Work to do =
Rewrite every line of the material below as a numbered list, leaving out any blank lines.

▼

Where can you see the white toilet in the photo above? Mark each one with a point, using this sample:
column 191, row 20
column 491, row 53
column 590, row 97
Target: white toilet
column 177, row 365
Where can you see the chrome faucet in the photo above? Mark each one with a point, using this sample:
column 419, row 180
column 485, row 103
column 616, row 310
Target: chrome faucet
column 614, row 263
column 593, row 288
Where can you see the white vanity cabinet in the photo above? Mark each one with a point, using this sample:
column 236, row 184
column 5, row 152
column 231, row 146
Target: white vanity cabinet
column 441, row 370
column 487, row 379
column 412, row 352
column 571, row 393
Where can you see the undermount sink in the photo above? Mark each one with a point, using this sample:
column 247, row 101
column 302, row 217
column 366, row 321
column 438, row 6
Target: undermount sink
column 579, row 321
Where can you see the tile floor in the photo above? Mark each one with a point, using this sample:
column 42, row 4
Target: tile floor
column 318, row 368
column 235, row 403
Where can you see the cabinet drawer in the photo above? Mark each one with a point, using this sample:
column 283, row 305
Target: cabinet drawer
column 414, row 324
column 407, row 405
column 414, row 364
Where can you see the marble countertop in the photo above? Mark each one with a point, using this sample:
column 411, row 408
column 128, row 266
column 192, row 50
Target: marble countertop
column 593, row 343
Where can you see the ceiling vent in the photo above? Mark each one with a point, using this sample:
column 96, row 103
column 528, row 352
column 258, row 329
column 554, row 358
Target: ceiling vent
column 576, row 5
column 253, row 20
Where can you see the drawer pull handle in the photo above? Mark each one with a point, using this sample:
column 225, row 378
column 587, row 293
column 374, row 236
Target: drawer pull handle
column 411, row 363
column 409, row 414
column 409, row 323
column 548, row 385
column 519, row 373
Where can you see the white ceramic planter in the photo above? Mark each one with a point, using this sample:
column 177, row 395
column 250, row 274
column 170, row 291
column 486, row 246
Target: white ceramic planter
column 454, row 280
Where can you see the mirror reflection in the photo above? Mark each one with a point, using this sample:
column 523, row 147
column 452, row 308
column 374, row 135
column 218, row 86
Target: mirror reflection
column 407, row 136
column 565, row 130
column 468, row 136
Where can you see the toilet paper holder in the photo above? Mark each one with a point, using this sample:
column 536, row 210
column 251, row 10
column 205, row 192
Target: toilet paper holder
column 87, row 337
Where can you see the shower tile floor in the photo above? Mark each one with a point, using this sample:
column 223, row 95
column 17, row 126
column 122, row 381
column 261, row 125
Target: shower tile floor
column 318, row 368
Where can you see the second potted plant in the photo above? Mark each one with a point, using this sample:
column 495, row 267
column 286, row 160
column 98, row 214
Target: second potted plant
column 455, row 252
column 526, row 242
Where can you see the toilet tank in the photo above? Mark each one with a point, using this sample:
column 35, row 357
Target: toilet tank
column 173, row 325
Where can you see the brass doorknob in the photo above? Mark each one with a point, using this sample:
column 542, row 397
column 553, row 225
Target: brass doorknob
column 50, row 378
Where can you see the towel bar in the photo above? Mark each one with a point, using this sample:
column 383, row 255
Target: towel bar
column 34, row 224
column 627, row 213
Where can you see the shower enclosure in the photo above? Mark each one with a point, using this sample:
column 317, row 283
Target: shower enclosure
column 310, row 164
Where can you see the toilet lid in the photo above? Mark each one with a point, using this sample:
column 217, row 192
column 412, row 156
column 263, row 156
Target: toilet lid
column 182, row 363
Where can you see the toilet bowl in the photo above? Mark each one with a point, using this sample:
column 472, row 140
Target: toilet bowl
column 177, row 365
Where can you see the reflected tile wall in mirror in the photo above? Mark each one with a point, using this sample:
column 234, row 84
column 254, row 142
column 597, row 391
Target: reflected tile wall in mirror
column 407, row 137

▲

Output =
1. Where can you see the white toilet in the photo above? Mark each one with a point, using this sample:
2. column 191, row 20
3. column 491, row 53
4. column 590, row 97
5. Target: white toilet
6. column 177, row 365
7. Where can you see the chrome faucet in the photo above? Mark each one with a point, using this sample:
8. column 419, row 180
9. column 485, row 103
10. column 616, row 310
11. Target: chrome faucet
12. column 614, row 263
13. column 593, row 288
14. Where can you see the white vanity cabinet in the photo above? Mark each one with a point, using this sample:
15. column 236, row 184
16. column 5, row 152
17. column 231, row 146
18. Target: white vanity cabinet
19. column 441, row 370
20. column 487, row 379
21. column 412, row 352
22. column 571, row 393
23. Where can you see the undermount sink in the photo above? Mark each one with a point, using this sample:
24. column 247, row 101
25. column 302, row 217
26. column 366, row 321
27. column 438, row 6
28. Target: undermount sink
29. column 579, row 321
30. Where can you see the tile floor in the photo above? Mark each one with a point, using this sample:
31. column 42, row 4
32. Target: tile floor
33. column 318, row 368
34. column 235, row 403
35. Where can you see the cabinet drawer in the photo above? Mark each one with a point, using this sample:
36. column 283, row 305
37. Target: cabinet drawer
38. column 414, row 324
39. column 407, row 405
40. column 414, row 364
41. Where can you see the marble countertop in the photo above? Mark each one with a point, using this sample:
42. column 411, row 408
43. column 128, row 266
44. column 192, row 50
45. Target: marble countertop
46. column 593, row 343
47. Where can you see the ceiling vent in the photo above? Mark each one with a point, using this sample:
48. column 96, row 103
49. column 528, row 352
50. column 258, row 329
51. column 554, row 358
52. Target: ceiling vent
53. column 576, row 5
54. column 253, row 20
55. Where can you see the drawer pull handle in the photo above? Mark each one with a point, using this sample:
56. column 225, row 378
57. column 587, row 293
58. column 374, row 236
59. Target: drawer pull handle
60. column 411, row 363
61. column 409, row 414
62. column 409, row 323
63. column 548, row 385
64. column 519, row 373
65. Where can you see the white ceramic planter in the photo above? Mark each one with a point, using this sample:
66. column 177, row 395
67. column 250, row 274
68. column 170, row 291
69. column 486, row 246
70. Target: white ceramic planter
71. column 454, row 280
72. Where can you see the mirror reflection in the photo above? Mark each one with a point, using this sample:
73. column 523, row 147
74. column 452, row 308
75. column 374, row 135
76. column 218, row 86
77. Target: mirror reflection
78. column 407, row 136
79. column 565, row 130
80. column 468, row 136
81. Where can you see the toilet paper holder in the photo above? Mark each one with a point, using this sample:
82. column 536, row 210
83. column 251, row 10
84. column 205, row 192
85. Target: toilet paper holder
86. column 87, row 337
87. Where can you see the shower tile floor in the photo above? Mark each one with a point, using this sample:
88. column 223, row 95
89. column 17, row 126
90. column 122, row 381
91. column 261, row 125
92. Target: shower tile floor
93. column 318, row 368
94. Where can you see the second potted plant in the photo above? Mark each one with a point, using this sample:
95. column 495, row 267
96. column 286, row 160
97. column 98, row 214
98. Target: second potted plant
99. column 455, row 252
100. column 526, row 242
101. Where can you see the toilet tank in the photo above? Mark each one with a point, using this sample:
102. column 35, row 357
103. Target: toilet tank
104. column 173, row 325
105. Where can you see the brass doorknob in the photo above? Mark each one with a point, using this sample:
106. column 542, row 397
107. column 553, row 225
108. Target: brass doorknob
109. column 50, row 378
110. Where can you see the towel bar in the photo above? Mark each one with a point, using this sample:
111. column 383, row 255
112. Target: towel bar
113. column 34, row 224
114. column 627, row 213
115. Where can you see the shower enclosure in the photo above? Mark each one with a point, using this sample:
116. column 317, row 283
117. Target: shower enclosure
118. column 310, row 164
119. Where can you see the toilet lid in the photo above? Mark each one with a point, using this sample:
120. column 217, row 192
121. column 412, row 156
122. column 263, row 156
123. Target: toilet lid
124. column 182, row 363
125. Where can you see the toilet bowl in the photo above? Mark each one with a point, using this sample:
126. column 472, row 140
127. Target: toilet bowl
128. column 177, row 365
129. Where can you see the reflected tile wall in mirror in the photo above? Mark each one with a point, using this sample:
130. column 234, row 84
131. column 254, row 142
132. column 597, row 391
133. Target: reflected tile wall in mirror
134. column 407, row 137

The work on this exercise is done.